### Extrait de page
+-------+

Le grief tiré de l'absence de transmission d'un savoir-faire sera donc rejeté.
En conséquence, la demande de l'appelante en paiement de la somme de 26 951 euros, à titre de dommages-intérêts, est mal fondée.
Sur les demandes de dommages-intérêts de la société FG Restauration pour rupture brutale de la relation commerciale établie
Au soutien de cette prétention, l'appelante fait valoir :
- que la succession de contrats à durée déterminée est constitutive d'une relation commerciale établie et qu'à l'approche du terme du contrat conclu le 3 août 2008, elle pouvait légitimement croire que ce contrat allait être renouvelé,
- qu'elle se trouvait dans un état de dépendance économique vis-à-vis du franchiseur, ce qui rend la rupture d'autant plus brutale,
- que par sa lettre du 25 février 2015, elle a exprimé sa volonté de poursuivre la relation commerciale et que même auparavant elle l'avait fait en se rendant à une réunion le 28 janvier 2015 à Paris pour négocier les conditions du contrat renouvelé ainsi qu'à d'autres réunions avec le franchiseur,
- que la société Tradiplus lui a laissé croire qu'elle resterait dans le réseau en lui proposant en août 2014 de devenir le pilote du concept à Limoges et en lui adressant le compte rendu des réunions des 11 et 12 mai 2015 ainsi que l'ordre du jour de la commission de réseau tenue les 6 et 7 juillet 2015,
- que la société Tradiplus a laissé expirer le délai de 3 mois dans lequel elle devait se prononcer sur la poursuite ou non de leur relation commerciale,
- que dans une conversation téléphonique du 26 mai 2015, enregistrée sur répondeur, la société Tradiplus a reconnu être à l'origine du non-renouvellement, mais qu'elle n'a rien fait après pour réparer son erreur, ce qui démontre sa volonté de ne pas renouveler le contrat,
- que le compte rendu du 13 mai 2015 ne renferme aucune indication précise sur des renouvellements de contrats et encore moins sur celui conclu avec FG Restauration,
- que le silence gardé par le franchiseur suite à sa lettre du 25 février ainsi qu'à sa lettre du 19 mai 2015 constitue une rupture brutale de la relation commerciale et que c'est son silence fautif qui a conduit au non-renouvellement du contrat.

+-------+

### Données enregistrées
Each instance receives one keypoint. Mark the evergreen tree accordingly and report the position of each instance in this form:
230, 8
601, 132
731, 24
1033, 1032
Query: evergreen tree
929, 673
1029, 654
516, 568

+-------+

### Série d'exercices
1 > Répondez à ces questions à partir de l'extrait de page :
(a) Quelle somme l'appelante réclamait-elle à titre de dommages-intérêts dans la demande jugée mal fondée ?
(b) Dans quelle ville la société Tradiplus a-t-elle proposé à l'appelante, en août 2014, de devenir le pilote du concept ?
(c) À quelle date la conversation téléphonique enregistrée sur répondeur a-t-elle eu lieu ?
2 > Selon l'extrait de page, en quoi la conversation téléphonique du 26 mai 2015 prouve-t-elle, pour l'appelante, que la société Tradiplus voulait ne pas renouveler le contrat ? Répondez en une à trois phrases.

### Réponses attendues
1 >
(a) 26 951 euros.
(b) Limoges.
(c) Le 26 mai 2015.

2 > Lors de cette conversation, la société Tradiplus a reconnu être à l'origine du non-renouvellement. Ensuite, elle n'a rien fait pour réparer son erreur. Pour l'appelante, cette inaction démontre sa volonté de ne pas renouveler le contrat.